Task requirements: Could you say how many lines in the entries contain the string "doorway"? Give only that number.
Start of Supplied entries
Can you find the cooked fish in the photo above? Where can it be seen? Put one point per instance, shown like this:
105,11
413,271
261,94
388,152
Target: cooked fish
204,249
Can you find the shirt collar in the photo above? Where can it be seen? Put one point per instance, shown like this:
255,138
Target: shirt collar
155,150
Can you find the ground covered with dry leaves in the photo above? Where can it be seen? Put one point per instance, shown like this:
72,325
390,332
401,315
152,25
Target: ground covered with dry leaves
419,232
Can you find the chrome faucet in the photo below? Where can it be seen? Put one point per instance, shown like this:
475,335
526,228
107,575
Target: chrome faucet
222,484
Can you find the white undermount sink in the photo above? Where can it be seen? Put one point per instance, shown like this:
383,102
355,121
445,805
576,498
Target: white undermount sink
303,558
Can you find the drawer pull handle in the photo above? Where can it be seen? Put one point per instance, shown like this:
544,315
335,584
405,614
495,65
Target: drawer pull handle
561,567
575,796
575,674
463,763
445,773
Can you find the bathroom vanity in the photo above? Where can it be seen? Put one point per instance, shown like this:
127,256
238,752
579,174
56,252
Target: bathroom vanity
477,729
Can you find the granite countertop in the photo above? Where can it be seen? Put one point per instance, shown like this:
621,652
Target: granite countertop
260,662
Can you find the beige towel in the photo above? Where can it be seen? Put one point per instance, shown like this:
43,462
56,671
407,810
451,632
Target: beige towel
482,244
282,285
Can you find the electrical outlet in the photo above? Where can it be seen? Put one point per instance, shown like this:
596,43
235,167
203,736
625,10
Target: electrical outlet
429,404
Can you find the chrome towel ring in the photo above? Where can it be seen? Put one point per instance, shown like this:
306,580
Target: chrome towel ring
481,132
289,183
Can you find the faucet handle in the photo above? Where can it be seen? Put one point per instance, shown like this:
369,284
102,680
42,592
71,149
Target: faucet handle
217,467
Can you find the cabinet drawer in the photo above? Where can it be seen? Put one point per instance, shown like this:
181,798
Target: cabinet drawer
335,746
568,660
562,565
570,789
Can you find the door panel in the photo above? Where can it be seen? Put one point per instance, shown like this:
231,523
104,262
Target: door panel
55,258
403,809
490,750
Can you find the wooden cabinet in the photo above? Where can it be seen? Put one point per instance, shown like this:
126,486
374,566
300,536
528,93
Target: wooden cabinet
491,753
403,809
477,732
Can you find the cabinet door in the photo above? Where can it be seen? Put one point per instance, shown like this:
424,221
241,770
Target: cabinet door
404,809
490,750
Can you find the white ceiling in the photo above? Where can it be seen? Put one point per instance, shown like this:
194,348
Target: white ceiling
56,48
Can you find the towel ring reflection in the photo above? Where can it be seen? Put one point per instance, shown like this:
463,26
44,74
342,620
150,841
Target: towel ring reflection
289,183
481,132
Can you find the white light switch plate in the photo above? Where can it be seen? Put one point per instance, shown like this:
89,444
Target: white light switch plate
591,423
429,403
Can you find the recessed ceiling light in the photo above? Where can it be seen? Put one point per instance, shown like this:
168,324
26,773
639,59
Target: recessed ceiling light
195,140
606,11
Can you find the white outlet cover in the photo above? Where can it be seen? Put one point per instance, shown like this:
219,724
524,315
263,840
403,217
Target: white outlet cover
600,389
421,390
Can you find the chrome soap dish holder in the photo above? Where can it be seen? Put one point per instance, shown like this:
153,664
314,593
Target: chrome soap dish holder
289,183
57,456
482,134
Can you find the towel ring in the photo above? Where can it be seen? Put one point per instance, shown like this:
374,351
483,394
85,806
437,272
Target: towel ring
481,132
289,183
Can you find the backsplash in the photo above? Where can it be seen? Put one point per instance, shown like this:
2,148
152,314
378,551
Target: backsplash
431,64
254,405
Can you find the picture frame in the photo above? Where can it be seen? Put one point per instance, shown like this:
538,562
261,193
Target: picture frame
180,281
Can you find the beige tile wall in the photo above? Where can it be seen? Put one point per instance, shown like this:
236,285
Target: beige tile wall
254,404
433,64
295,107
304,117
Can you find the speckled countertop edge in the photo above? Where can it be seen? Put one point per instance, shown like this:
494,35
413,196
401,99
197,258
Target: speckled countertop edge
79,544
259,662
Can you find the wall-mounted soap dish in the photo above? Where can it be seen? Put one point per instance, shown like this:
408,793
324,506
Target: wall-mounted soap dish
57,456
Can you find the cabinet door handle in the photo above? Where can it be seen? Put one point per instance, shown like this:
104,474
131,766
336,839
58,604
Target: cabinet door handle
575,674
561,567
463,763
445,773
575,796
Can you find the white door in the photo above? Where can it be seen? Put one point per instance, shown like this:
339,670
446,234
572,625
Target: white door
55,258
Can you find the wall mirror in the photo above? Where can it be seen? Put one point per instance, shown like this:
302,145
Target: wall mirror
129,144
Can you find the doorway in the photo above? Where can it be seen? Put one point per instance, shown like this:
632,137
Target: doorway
End of Supplied entries
Task solution: 2